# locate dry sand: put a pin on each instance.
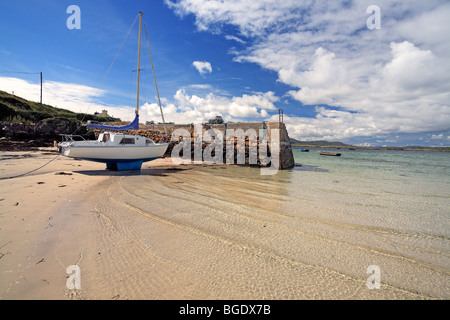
(172, 239)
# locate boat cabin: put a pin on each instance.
(115, 138)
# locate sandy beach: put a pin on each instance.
(195, 232)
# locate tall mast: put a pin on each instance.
(139, 61)
(154, 77)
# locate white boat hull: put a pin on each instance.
(115, 153)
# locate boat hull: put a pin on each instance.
(116, 153)
(330, 154)
(117, 157)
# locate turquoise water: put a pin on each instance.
(404, 190)
(310, 232)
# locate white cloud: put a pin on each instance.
(234, 38)
(202, 67)
(195, 109)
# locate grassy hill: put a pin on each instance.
(17, 109)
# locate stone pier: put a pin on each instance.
(259, 139)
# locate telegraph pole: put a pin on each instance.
(41, 87)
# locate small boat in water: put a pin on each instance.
(329, 154)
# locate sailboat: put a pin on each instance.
(118, 150)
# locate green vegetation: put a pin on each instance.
(17, 109)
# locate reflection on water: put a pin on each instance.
(330, 218)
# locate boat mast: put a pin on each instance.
(139, 61)
(154, 77)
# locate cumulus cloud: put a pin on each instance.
(392, 80)
(188, 108)
(202, 67)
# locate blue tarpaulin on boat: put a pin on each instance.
(134, 125)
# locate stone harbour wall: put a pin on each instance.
(274, 135)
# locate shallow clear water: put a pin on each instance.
(310, 232)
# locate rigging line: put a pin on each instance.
(109, 69)
(23, 174)
(156, 85)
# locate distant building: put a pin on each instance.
(216, 120)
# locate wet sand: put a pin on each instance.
(196, 232)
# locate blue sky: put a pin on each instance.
(334, 78)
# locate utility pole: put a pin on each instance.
(41, 87)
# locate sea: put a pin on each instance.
(330, 228)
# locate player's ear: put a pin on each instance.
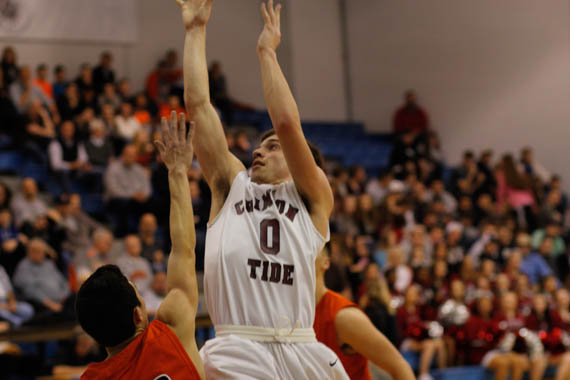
(326, 263)
(138, 315)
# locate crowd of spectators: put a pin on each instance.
(480, 248)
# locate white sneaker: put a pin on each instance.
(425, 376)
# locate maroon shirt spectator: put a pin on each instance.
(410, 117)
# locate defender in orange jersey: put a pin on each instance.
(110, 309)
(345, 329)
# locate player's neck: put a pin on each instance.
(274, 181)
(320, 290)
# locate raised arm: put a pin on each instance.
(218, 164)
(371, 343)
(309, 179)
(178, 309)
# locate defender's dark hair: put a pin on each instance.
(317, 155)
(105, 305)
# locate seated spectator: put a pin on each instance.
(127, 189)
(39, 130)
(70, 104)
(356, 180)
(173, 104)
(563, 306)
(563, 268)
(10, 65)
(533, 264)
(532, 167)
(151, 243)
(142, 113)
(60, 83)
(556, 184)
(402, 273)
(145, 148)
(377, 188)
(9, 117)
(410, 117)
(125, 91)
(85, 83)
(12, 310)
(109, 96)
(467, 179)
(403, 151)
(27, 206)
(78, 225)
(242, 148)
(550, 209)
(135, 268)
(482, 337)
(103, 74)
(109, 119)
(437, 190)
(485, 167)
(41, 81)
(127, 125)
(73, 357)
(515, 190)
(219, 92)
(23, 93)
(155, 295)
(98, 254)
(98, 147)
(157, 86)
(5, 196)
(68, 158)
(40, 283)
(12, 242)
(412, 329)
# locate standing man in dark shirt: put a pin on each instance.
(103, 73)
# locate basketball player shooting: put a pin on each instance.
(335, 321)
(265, 230)
(110, 309)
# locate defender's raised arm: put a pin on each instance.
(179, 308)
(309, 179)
(218, 164)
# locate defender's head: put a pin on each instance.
(269, 165)
(109, 308)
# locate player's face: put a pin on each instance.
(269, 165)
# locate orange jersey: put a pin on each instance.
(355, 365)
(156, 354)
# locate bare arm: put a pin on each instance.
(218, 164)
(178, 309)
(176, 152)
(309, 179)
(371, 343)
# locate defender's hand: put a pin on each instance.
(195, 12)
(270, 37)
(176, 146)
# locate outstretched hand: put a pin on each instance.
(176, 146)
(270, 37)
(195, 12)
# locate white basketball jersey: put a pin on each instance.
(260, 257)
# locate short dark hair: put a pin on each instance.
(105, 305)
(58, 69)
(317, 155)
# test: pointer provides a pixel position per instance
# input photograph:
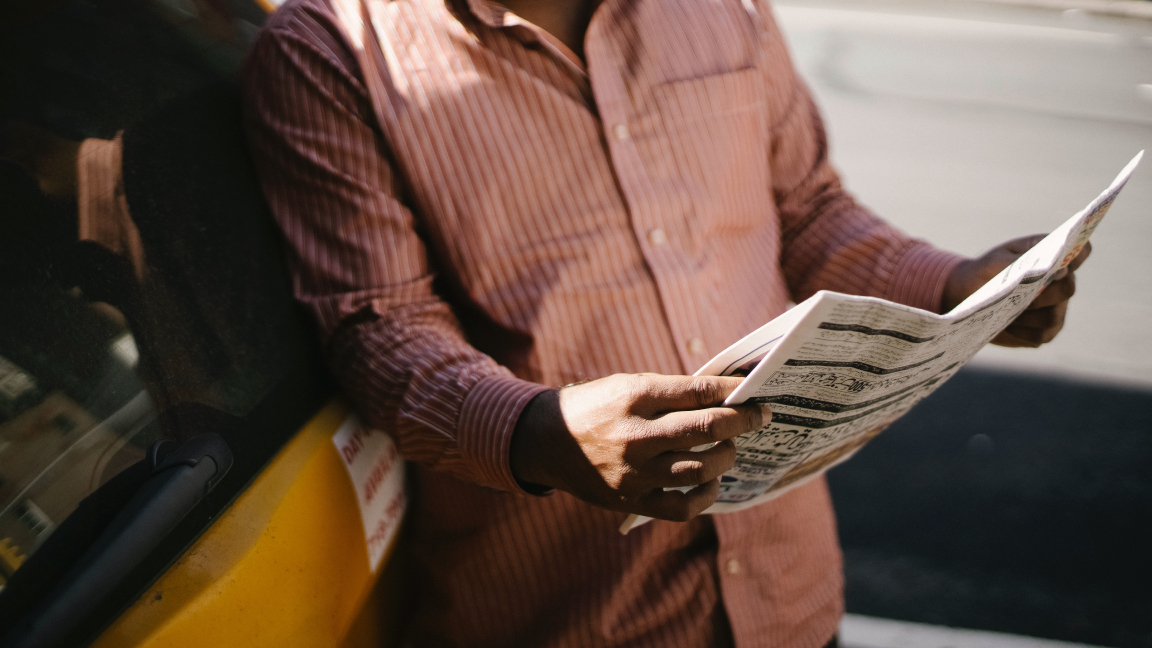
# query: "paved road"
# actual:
(1018, 498)
(969, 123)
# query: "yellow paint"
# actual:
(286, 564)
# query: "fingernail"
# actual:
(767, 414)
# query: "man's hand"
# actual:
(620, 441)
(1043, 318)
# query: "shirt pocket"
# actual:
(717, 144)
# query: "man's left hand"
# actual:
(1043, 318)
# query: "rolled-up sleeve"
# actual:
(358, 263)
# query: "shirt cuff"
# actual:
(487, 421)
(921, 274)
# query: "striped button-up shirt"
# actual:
(475, 213)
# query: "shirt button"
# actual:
(658, 236)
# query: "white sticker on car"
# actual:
(377, 471)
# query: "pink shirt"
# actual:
(475, 215)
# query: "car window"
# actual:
(142, 280)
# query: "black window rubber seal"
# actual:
(172, 480)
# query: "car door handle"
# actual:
(181, 476)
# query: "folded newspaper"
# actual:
(838, 369)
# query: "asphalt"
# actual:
(1009, 503)
(1018, 498)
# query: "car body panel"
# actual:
(285, 565)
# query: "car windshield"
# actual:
(141, 280)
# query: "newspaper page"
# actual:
(838, 369)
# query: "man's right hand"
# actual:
(620, 441)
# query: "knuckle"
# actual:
(707, 427)
(705, 391)
(694, 472)
(630, 386)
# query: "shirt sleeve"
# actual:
(360, 264)
(827, 240)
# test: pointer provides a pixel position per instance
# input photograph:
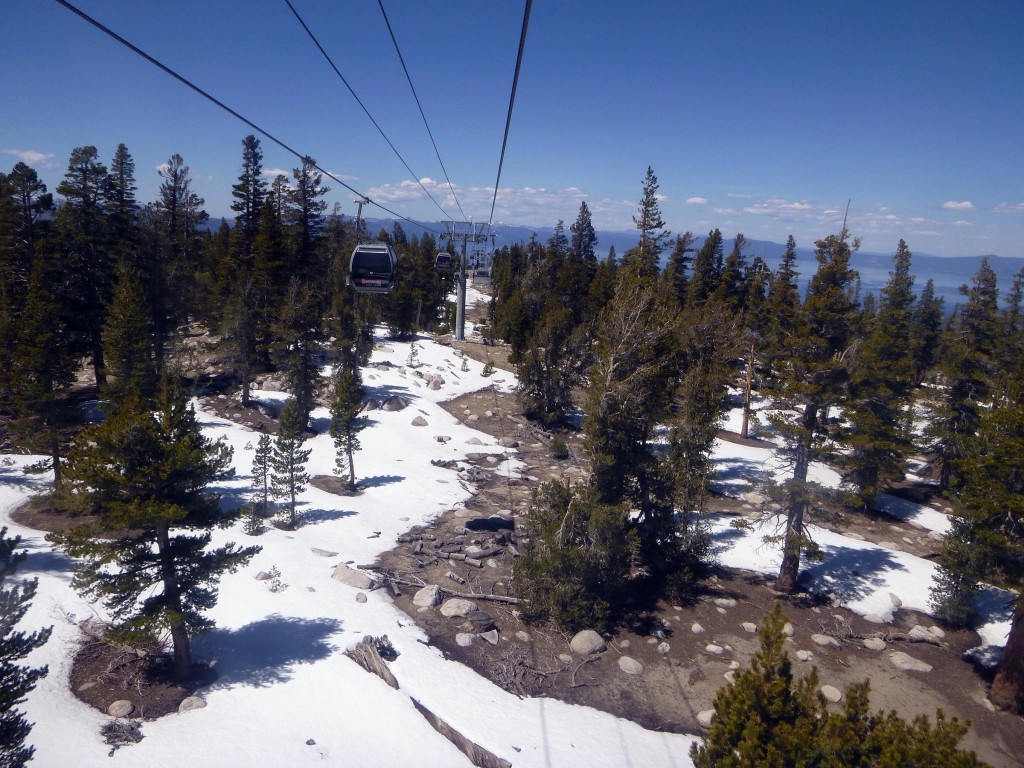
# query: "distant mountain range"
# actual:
(949, 272)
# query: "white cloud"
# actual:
(30, 157)
(1010, 208)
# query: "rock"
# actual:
(920, 635)
(394, 402)
(481, 620)
(833, 693)
(825, 640)
(630, 666)
(190, 702)
(491, 636)
(427, 597)
(458, 607)
(121, 709)
(587, 642)
(353, 578)
(908, 663)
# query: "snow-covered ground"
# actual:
(283, 677)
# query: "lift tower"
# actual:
(460, 233)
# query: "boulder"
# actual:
(458, 607)
(908, 663)
(587, 642)
(630, 666)
(427, 597)
(121, 709)
(830, 692)
(190, 702)
(353, 578)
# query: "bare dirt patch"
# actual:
(682, 668)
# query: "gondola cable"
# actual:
(364, 107)
(422, 114)
(184, 81)
(508, 119)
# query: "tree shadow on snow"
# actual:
(851, 573)
(266, 651)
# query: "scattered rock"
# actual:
(427, 597)
(833, 693)
(908, 663)
(825, 640)
(121, 709)
(190, 702)
(587, 642)
(458, 607)
(491, 636)
(630, 666)
(353, 578)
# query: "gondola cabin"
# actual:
(374, 268)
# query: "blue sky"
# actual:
(760, 118)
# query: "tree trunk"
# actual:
(172, 593)
(1008, 688)
(747, 393)
(790, 569)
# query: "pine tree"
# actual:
(145, 475)
(128, 342)
(814, 379)
(768, 719)
(288, 460)
(969, 364)
(346, 423)
(879, 399)
(15, 680)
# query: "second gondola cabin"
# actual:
(374, 268)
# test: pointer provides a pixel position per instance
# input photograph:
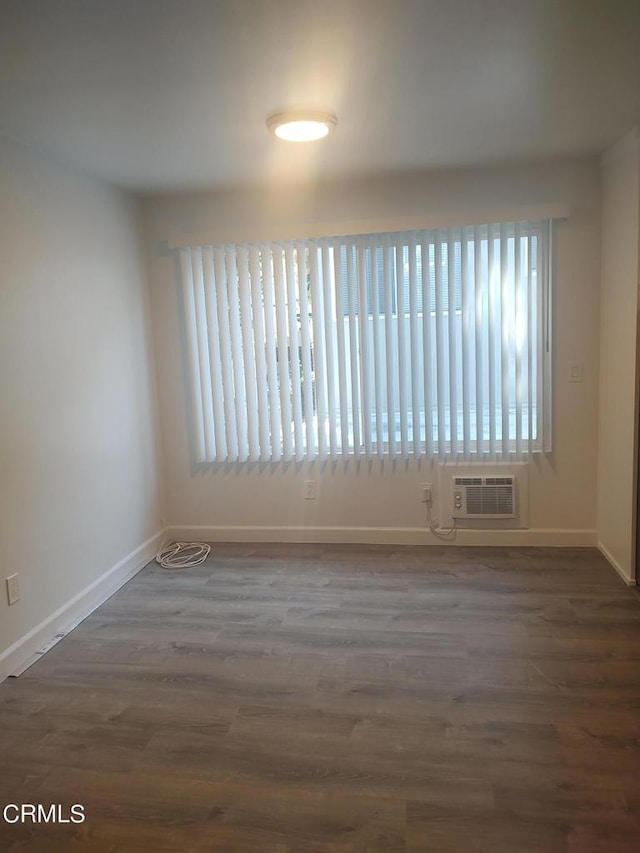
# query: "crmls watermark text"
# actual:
(38, 813)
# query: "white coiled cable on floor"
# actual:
(182, 555)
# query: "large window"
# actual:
(417, 343)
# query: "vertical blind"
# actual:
(421, 343)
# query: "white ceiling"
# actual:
(159, 95)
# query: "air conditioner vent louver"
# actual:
(484, 497)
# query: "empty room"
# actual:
(319, 418)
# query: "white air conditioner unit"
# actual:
(484, 497)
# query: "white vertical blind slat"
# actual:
(215, 357)
(284, 380)
(226, 362)
(308, 408)
(426, 245)
(378, 357)
(248, 354)
(417, 405)
(257, 326)
(341, 288)
(273, 394)
(440, 348)
(518, 310)
(197, 418)
(402, 352)
(354, 390)
(467, 340)
(365, 349)
(319, 359)
(235, 326)
(203, 355)
(390, 346)
(294, 348)
(504, 338)
(410, 343)
(453, 346)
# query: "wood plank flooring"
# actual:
(306, 698)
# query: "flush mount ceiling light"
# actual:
(302, 125)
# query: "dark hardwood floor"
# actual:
(307, 698)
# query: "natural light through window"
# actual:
(408, 344)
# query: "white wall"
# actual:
(618, 416)
(79, 485)
(264, 501)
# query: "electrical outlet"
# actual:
(426, 493)
(13, 589)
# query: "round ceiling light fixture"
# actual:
(301, 125)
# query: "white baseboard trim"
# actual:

* EXERCISE AIM: Convert the records from the line containing "coiled cable on" through the end of the records into a Markdown table with the columns Number and Content, putting one line in each row and leaving out blank lines.

* SOLUTION TO THE PROBLEM:
| Number | Content |
|---|---|
| 1 | # query: "white coiled cable on floor" |
| 2 | # actual: |
| 3 | (182, 555) |
| 4 | # query: "large window" |
| 5 | # actual: |
| 6 | (417, 343) |
| 7 | # query: "vertical blind" |
| 8 | # actual: |
| 9 | (421, 343) |
| 10 | # query: "white ceiling" |
| 11 | # actual: |
| 12 | (159, 95) |
| 13 | # query: "air conditioner vent louver" |
| 14 | # actual: |
| 15 | (484, 497) |
| 16 | # query: "empty room" |
| 17 | # actual: |
| 18 | (319, 418) |
| 19 | # query: "white air conditioner unit" |
| 20 | # actual: |
| 21 | (484, 497) |
| 22 | # query: "white vertical blind slat" |
| 23 | # actual: |
| 24 | (215, 357) |
| 25 | (284, 380) |
| 26 | (226, 362) |
| 27 | (308, 408) |
| 28 | (426, 245) |
| 29 | (378, 357) |
| 30 | (248, 354) |
| 31 | (417, 405) |
| 32 | (257, 326) |
| 33 | (341, 288) |
| 34 | (273, 394) |
| 35 | (440, 348) |
| 36 | (518, 310) |
| 37 | (197, 418) |
| 38 | (402, 352) |
| 39 | (354, 390) |
| 40 | (467, 340) |
| 41 | (365, 349) |
| 42 | (319, 359) |
| 43 | (235, 326) |
| 44 | (203, 355) |
| 45 | (390, 346) |
| 46 | (294, 348) |
| 47 | (504, 338) |
| 48 | (410, 343) |
| 49 | (453, 346) |
| 50 | # query: "wood plank flooring" |
| 51 | # actual: |
| 52 | (306, 698) |
| 53 | # query: "flush mount ceiling light" |
| 54 | # actual: |
| 55 | (302, 125) |
| 56 | # query: "dark hardwood floor" |
| 57 | # actual: |
| 58 | (307, 698) |
| 59 | # query: "natural light through window" |
| 60 | # actual: |
| 61 | (408, 344) |
| 62 | # query: "white wall" |
| 63 | # actual: |
| 64 | (618, 416) |
| 65 | (79, 485) |
| 66 | (264, 501) |
| 67 | # query: "electrical outlet" |
| 68 | # actual: |
| 69 | (426, 493) |
| 70 | (13, 589) |
| 71 | # query: "round ceiling light fixture" |
| 72 | # actual: |
| 73 | (301, 125) |
| 74 | # query: "white baseboard trim" |
| 75 | # actual: |